[DATASET EXTRACT]

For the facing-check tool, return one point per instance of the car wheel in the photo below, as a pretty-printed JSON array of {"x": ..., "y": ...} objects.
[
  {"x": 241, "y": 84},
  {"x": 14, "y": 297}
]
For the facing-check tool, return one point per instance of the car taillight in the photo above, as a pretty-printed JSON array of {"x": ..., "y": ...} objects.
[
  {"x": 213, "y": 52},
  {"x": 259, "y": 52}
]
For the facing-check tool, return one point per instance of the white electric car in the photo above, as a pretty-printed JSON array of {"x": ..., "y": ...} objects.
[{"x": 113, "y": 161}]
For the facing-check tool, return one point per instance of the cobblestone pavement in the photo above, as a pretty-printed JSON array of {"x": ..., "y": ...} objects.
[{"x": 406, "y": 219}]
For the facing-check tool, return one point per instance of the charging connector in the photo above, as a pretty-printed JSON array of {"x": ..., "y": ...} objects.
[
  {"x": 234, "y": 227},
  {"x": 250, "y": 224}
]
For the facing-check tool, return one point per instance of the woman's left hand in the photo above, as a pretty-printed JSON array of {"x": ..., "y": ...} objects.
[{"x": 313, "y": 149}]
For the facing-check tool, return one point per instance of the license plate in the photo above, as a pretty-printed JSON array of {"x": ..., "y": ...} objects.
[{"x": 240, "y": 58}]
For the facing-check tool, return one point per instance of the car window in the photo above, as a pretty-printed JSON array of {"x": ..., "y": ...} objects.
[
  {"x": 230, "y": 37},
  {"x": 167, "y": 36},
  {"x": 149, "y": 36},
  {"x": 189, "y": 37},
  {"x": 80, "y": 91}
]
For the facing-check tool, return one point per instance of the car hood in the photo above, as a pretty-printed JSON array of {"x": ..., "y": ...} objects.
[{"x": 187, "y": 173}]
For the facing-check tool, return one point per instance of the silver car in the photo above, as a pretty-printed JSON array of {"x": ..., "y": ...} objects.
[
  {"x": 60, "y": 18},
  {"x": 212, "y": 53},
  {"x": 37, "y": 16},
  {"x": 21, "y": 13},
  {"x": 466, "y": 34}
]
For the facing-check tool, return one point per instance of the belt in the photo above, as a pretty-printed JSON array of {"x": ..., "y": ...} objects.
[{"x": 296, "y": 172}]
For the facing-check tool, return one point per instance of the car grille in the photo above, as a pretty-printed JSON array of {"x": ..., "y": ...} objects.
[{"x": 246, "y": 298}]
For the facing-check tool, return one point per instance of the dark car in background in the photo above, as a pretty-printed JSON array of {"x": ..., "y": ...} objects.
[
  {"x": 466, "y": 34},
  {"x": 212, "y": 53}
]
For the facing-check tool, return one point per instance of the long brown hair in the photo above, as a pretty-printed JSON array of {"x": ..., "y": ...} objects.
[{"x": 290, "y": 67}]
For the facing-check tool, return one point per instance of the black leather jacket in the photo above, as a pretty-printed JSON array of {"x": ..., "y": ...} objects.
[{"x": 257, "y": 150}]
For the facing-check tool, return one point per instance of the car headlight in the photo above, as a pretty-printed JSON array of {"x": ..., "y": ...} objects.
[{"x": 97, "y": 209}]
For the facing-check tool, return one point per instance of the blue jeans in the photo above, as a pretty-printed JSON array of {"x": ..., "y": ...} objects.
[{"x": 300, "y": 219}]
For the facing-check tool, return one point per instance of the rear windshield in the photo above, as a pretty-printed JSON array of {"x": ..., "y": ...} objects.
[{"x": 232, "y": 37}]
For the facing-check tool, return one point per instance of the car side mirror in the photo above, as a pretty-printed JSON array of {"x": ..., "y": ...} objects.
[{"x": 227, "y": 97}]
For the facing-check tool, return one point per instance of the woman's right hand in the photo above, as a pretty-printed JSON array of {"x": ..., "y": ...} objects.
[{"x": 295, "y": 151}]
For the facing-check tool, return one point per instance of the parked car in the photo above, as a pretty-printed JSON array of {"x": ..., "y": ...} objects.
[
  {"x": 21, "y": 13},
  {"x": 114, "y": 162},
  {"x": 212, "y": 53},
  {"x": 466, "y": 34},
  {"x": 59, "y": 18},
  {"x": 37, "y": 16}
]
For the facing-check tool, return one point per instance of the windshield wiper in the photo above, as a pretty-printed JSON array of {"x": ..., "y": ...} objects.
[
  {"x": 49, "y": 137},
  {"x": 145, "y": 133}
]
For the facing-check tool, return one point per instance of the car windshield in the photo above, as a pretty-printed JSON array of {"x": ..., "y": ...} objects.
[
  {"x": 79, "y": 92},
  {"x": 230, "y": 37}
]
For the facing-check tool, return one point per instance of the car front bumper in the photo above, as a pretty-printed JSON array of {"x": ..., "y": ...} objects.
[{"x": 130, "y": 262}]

[/DATASET EXTRACT]

- _WHAT IS NEEDED_
What do the lines from the one with "of the windshield" through the last line of the entries say? Print them word for word, both ends included, and nothing else.

- _RESPONSE TO THIS TASK_
For the facing-check tool, return one point per instance of the windshield wiper in the photo above, as a pretty-printed JSON array of {"x": ..., "y": ...} objects.
[
  {"x": 49, "y": 137},
  {"x": 145, "y": 133}
]
For the facing-check tool, return one point per instance of the car windshield in the photo above, as a pretty-printed JSON array of {"x": ..., "y": ...} objects.
[
  {"x": 79, "y": 92},
  {"x": 230, "y": 37}
]
For the facing-check tool, return one point per instance of the car front bumper in the photo above, as a pretty-printed JSON array of {"x": ..., "y": ...} objects.
[{"x": 130, "y": 262}]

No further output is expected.